Small feedlots are used by family beef farmers or dairy farmers raising heifers or housing dry cows. The feedlots are a place where cattle can be fed grain and hay on a regular basis. They usually consist of a feeding area, a barn or chutes, a water source, and shelter. You can supply these necessities in any number of ways, as long as the cattle have all the conditions to grow healthily.

Find a location with shelter. The ideal place will have land for a small pasture lot next to a pole barn. A shack or lean-to can be built fairly easily and should be considered if the feedlot will be continually used. If the area does not include at least trees, it is important that the cows have a pond or some other way to cool themselves in the summer. It is also important to have a way to catch the animals. If you do not have a pole barn, consider building chutes in the feedlot.

---

What is asked. Rewrite the feedlot text, everything from "Small feedlots are" down to "to grow healthily.", changing "heifers" to "young heifers". The material after the feedlot text is separate from it.

Given entries.
---

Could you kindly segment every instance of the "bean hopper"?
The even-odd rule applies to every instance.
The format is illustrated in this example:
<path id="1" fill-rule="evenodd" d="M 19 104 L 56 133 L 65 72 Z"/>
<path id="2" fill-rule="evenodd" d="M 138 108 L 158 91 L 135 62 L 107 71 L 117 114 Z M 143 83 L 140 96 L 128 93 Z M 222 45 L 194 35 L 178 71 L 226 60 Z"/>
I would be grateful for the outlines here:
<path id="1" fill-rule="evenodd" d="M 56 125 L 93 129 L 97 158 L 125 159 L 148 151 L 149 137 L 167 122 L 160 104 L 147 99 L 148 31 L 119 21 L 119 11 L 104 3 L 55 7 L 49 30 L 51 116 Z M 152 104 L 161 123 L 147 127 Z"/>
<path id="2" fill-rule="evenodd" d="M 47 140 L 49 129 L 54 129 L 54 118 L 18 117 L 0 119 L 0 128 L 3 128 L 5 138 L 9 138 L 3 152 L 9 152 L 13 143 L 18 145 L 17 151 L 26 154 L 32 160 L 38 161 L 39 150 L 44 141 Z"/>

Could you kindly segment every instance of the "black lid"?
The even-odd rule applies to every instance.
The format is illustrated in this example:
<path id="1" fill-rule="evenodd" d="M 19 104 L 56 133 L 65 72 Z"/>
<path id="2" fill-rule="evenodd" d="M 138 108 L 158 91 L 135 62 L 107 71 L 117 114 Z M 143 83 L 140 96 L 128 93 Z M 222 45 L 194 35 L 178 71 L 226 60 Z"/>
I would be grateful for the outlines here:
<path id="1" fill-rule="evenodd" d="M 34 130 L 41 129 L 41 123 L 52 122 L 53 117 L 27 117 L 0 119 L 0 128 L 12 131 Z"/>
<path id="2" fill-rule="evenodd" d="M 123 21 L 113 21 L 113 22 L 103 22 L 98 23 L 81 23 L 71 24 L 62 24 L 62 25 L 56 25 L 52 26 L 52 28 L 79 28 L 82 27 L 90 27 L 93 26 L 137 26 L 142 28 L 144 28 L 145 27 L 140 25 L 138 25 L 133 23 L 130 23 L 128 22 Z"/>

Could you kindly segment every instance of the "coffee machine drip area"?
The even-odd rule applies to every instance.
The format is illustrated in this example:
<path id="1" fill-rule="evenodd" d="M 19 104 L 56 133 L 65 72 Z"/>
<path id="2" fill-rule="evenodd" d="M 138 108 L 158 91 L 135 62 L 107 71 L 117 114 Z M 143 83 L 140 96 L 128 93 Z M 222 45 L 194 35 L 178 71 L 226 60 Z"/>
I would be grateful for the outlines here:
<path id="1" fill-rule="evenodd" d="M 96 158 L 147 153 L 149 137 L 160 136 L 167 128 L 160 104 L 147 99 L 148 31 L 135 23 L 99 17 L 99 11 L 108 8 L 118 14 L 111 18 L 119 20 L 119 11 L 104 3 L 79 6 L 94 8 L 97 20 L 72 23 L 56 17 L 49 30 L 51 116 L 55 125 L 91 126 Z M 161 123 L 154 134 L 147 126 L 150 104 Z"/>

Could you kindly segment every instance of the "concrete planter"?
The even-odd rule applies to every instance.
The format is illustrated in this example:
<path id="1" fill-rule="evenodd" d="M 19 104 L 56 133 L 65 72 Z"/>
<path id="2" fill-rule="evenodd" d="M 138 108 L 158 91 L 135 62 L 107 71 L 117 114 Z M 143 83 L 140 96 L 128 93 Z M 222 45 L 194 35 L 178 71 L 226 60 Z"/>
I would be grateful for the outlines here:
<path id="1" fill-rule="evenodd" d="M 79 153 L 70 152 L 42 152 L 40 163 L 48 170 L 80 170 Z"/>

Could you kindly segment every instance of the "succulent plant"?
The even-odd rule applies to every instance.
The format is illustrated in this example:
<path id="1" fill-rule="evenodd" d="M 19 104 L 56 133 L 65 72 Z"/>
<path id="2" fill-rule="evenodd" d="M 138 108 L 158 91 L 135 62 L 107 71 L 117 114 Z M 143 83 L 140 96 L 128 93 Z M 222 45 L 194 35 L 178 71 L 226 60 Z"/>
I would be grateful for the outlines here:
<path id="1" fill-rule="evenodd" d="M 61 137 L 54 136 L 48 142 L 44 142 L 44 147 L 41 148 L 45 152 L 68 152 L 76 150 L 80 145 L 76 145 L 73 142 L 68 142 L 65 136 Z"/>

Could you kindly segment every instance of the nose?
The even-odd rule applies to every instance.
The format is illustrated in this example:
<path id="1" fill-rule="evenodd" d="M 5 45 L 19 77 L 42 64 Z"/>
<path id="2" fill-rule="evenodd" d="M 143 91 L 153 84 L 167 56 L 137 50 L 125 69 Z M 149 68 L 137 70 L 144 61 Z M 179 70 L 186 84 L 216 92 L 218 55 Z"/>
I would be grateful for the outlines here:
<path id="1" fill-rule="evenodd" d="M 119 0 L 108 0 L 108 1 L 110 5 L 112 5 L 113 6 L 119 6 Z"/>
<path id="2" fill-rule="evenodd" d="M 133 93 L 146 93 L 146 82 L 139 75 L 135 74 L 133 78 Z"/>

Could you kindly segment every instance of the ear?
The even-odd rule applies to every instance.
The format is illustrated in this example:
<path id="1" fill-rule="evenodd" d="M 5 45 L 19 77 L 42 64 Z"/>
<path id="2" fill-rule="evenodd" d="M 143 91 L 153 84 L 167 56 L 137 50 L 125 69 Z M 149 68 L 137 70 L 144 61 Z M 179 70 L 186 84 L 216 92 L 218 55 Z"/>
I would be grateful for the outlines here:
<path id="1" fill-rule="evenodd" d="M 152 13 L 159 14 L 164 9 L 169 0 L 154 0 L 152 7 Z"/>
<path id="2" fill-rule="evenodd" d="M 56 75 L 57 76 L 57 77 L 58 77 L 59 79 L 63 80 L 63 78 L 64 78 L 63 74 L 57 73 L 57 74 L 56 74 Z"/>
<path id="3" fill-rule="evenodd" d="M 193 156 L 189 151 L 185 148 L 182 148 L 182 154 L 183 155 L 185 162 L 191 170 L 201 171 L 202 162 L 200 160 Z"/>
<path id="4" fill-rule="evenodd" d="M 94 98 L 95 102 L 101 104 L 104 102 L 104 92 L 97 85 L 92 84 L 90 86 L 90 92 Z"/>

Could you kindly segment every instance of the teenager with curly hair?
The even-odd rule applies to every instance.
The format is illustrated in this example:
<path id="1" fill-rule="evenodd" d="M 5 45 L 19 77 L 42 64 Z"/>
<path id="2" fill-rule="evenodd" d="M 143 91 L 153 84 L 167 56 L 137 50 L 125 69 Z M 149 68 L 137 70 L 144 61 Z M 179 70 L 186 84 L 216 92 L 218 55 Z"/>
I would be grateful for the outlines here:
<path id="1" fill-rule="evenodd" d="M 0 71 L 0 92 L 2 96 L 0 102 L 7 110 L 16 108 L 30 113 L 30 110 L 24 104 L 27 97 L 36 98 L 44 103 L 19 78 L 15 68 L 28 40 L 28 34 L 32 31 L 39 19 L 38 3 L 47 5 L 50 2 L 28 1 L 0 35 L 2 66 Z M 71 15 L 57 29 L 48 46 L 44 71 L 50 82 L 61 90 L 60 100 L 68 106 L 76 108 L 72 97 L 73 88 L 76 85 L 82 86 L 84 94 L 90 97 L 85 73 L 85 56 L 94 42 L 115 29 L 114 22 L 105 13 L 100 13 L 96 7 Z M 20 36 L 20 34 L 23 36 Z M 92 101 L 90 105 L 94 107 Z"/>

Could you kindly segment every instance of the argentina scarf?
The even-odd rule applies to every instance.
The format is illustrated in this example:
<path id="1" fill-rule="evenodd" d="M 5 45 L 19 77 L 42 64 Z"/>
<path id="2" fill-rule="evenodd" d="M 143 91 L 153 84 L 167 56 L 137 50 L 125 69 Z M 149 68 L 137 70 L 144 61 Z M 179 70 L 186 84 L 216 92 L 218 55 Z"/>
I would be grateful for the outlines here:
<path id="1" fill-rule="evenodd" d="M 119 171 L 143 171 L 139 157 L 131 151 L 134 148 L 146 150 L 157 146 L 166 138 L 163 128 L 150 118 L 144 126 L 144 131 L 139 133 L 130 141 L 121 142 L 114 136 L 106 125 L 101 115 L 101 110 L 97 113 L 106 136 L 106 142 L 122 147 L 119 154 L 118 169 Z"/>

---

Written solution.
Small feedlots are used by family beef farmers or dairy farmers raising young heifers or housing dry cows. The feedlots are a place where cattle can be fed grain and hay on a regular basis. They usually consist of a feeding area, a barn or chutes, a water source, and shelter. You can supply these necessities in any number of ways, as long as the cattle have all the conditions to grow healthily.